# Start of SELECTED EXCERPT

Al is washed up and irrelevant… he just hasn’t figured it out yet..

tokyoboy
October 7, 2011 8:00 pm

Is this a bonus Friday Funny?

October 7, 2011 8:08 pm

Science was pretty damaged by the Climategate thing, and Gore kicks it when it is down!

Doug in Seattle
October 7, 2011 8:13 pm

Nice to see the “uncertainty thing” mentioned though.

Reed Coray
October 7, 2011 8:18 pm

Wow, such a comment from an AGW proponent must be unsettling to the “Science Is Settled” crowd.

October 7, 2011 8:18 pm

So this twit is upset Gore stated what his paper suggested.
I’ll do him one better…..This moron is doing a disservice to science even more so than Gore. Gore is easily ignored with this idiot writes gibberish.
From the paper……….
“They found that greenhouse gas emissions had actually reduced the risk of such a flood: understandably, since springtime floods in the UK tend to result from melting snow, and thanks to greenhouse warming there is now less snow around.”

# End of SELECTED EXCERPT

TO BE DONE:
**1.** Name every commenter identified by name in the comment thread.
**2.** Answer these questions about the comment thread:
(a) According to one comment, what event had badly damaged science?
(b) What crowd is said to be unsettled by such a comment from an AGW proponent?
(c) According to the passage quoted from the paper, what do springtime floods in the UK tend to result from?
**3.** Resume the comment thread after its final quoted passage.
The lines below come from a separate source and are unrelated to the comment thread above.

# Start of DATA SEGMENT

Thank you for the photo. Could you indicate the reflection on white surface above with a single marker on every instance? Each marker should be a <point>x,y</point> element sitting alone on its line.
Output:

# End of DATA SEGMENT

EXERCISE ANSWERS:
**1.** tokyoboy, Doug in Seattle, Reed Coray

**2.**
(a) The Climategate thing
(b) The "Science Is Settled" crowd
(c) Melting snow

**3.**
http://suyts.wordpress.com/2011/06/01/the-rapidly-melting-snow-extent/
http://suyts.wordpress.com/2011/06/11/too-much-blathering-about-snow-loss/
We don’t have less snow.

A different Bob
October 7, 2011 8:19 pm

This made me laugh. According to the Telegraph: “Italy struggled to roll over debt on Thursday, paying 4.68pc for €3.1bn of three-year debt, up 81 basis points from last month. Rome announced plans to sell €30bn of state assets, mostly property. It may include €10bn of CO2 emission rights – a form of debt reshuffling to gain time.”
http://www.telegraph.co.uk/finance/financialcrisis/8797958/German-bailout-vote-is-too-little-too-late.html

October 7, 2011 8:26 pm

And this is how the Australian Government is treating sceptic submissions to the Joint Select Committee on Australia’s Clean Energy Future Legislation: http://blogs.news.com.au/couriermail/andrewbolt/index.php/couriermail/comments/a_government_committee_to_discover_you_love_this_tax/

Mike Bromley the Kurd
October 7, 2011 8:46 pm

Hey! This is MY meme! Don’t sully it with your answers to my unquestions! You’re not a model! You can’t be so certain! (/sarc FGM)

Richard
October 7, 2011 9:09 pm

“When Al Gore said last week that scientists now have “clear proof that climate change is directly responsible for the extreme and devastating floods, storms and droughts that displaced millions of people this year,” my heart sank. ”
Who will believe me now? For God’s sake he should leave people like me to say that!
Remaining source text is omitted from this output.